### DATA TO PROCESS
=-=-=

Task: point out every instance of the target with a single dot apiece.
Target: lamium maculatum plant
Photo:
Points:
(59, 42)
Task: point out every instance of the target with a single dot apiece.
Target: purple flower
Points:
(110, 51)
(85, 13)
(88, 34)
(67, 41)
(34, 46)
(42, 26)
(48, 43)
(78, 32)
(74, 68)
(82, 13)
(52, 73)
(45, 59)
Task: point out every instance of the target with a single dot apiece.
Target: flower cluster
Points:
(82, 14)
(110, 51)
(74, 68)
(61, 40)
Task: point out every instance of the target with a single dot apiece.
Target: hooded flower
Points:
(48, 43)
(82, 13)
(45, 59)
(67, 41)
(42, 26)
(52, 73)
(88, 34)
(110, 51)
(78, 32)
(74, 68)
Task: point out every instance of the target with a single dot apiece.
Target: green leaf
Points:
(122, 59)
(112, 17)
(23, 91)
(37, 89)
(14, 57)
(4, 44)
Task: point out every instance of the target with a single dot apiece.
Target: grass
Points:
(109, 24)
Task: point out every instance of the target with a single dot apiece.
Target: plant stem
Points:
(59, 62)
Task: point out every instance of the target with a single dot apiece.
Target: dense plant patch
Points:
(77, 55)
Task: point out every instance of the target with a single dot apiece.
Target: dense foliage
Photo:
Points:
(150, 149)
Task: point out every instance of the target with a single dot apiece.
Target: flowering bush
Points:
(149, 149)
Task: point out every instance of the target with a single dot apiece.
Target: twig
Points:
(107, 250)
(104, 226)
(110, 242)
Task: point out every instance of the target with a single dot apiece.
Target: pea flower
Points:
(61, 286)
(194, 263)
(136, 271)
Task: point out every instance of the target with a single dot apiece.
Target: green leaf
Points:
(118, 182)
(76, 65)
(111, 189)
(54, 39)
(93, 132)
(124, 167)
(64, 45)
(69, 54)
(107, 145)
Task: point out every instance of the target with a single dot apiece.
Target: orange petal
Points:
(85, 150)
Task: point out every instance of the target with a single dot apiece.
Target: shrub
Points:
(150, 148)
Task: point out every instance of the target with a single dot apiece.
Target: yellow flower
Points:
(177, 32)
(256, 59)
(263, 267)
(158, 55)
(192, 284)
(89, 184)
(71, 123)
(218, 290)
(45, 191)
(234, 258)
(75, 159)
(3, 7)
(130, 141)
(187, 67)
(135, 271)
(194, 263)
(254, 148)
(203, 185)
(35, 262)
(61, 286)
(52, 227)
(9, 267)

=-=-=

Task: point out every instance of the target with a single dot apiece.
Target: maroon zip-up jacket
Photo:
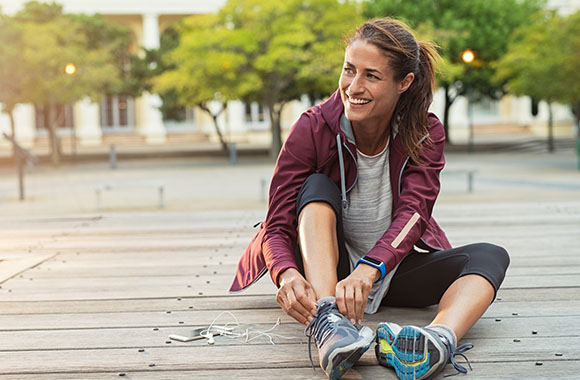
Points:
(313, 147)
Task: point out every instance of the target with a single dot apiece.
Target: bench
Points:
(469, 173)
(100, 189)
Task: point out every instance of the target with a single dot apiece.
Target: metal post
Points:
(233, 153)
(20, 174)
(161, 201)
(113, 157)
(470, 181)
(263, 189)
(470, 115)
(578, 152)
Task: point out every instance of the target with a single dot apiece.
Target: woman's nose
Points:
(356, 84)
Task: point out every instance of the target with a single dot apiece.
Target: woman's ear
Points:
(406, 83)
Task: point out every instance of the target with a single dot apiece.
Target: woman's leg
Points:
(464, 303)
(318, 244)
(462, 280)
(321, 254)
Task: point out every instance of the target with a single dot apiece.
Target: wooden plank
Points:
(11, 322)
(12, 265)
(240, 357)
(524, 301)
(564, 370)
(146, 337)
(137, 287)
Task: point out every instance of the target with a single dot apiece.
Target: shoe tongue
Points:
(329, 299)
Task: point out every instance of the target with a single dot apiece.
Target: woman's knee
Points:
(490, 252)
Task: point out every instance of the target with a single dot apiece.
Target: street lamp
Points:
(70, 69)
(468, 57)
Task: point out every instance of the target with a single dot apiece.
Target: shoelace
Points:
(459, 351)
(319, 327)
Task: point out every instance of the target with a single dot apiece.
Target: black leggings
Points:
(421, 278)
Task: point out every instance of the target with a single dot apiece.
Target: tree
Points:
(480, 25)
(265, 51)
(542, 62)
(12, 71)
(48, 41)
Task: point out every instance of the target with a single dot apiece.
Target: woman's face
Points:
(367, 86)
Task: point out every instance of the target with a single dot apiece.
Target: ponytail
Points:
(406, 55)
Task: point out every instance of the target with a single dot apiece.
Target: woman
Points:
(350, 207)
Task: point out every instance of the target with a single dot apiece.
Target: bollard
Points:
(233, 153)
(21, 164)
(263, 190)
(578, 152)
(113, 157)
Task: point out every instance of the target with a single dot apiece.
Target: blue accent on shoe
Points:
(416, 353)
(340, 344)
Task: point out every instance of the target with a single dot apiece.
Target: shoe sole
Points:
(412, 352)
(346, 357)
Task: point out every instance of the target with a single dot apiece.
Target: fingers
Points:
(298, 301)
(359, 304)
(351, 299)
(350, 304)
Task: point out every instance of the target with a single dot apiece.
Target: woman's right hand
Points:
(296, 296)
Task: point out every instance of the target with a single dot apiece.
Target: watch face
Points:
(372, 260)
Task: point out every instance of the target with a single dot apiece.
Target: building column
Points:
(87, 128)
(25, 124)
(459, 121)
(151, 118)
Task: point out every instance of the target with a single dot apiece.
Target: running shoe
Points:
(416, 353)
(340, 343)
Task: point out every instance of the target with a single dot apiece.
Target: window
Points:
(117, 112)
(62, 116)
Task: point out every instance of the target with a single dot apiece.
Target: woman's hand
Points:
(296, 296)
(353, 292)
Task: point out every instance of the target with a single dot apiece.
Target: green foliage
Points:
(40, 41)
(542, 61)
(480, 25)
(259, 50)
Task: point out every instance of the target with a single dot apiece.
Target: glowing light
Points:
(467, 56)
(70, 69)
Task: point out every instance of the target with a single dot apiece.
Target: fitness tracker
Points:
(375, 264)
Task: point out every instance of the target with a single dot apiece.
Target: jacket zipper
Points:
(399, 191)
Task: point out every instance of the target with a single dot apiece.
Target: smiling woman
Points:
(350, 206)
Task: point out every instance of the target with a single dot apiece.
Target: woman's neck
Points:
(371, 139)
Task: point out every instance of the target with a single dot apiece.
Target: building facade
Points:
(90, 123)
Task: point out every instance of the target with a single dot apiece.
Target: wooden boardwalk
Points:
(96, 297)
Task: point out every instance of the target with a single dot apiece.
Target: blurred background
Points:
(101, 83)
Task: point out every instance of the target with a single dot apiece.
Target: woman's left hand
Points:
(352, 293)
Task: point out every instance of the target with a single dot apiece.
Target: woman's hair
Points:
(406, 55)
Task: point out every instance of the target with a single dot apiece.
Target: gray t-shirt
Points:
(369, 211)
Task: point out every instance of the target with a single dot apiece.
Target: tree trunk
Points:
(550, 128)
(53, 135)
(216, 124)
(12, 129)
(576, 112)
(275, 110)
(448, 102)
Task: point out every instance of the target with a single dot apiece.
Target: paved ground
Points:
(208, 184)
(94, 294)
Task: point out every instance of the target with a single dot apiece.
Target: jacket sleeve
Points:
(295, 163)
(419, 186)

=-=-=

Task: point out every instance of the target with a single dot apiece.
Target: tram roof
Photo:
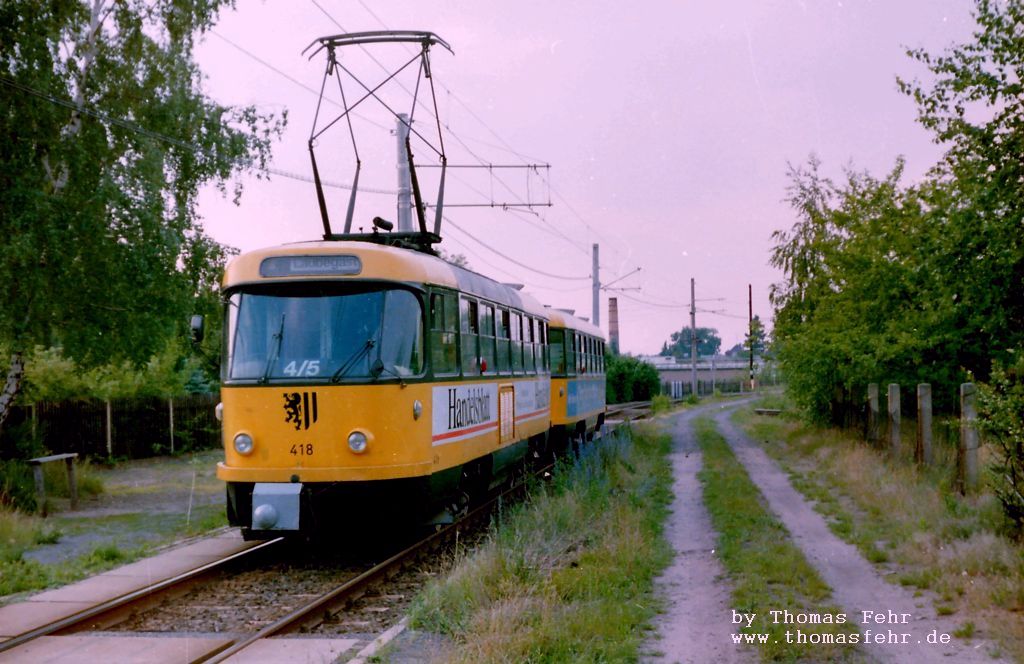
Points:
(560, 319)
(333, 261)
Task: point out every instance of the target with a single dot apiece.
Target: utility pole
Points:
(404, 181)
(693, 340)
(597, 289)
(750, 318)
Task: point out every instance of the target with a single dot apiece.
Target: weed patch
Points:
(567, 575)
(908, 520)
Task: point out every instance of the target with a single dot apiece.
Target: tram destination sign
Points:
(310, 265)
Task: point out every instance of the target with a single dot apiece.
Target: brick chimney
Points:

=-=-=

### WHAT THE TASK REQUIRES
A single figure is required: the number of lines above in which the word "plant" occurs.

### RESULT OF THE TASK
3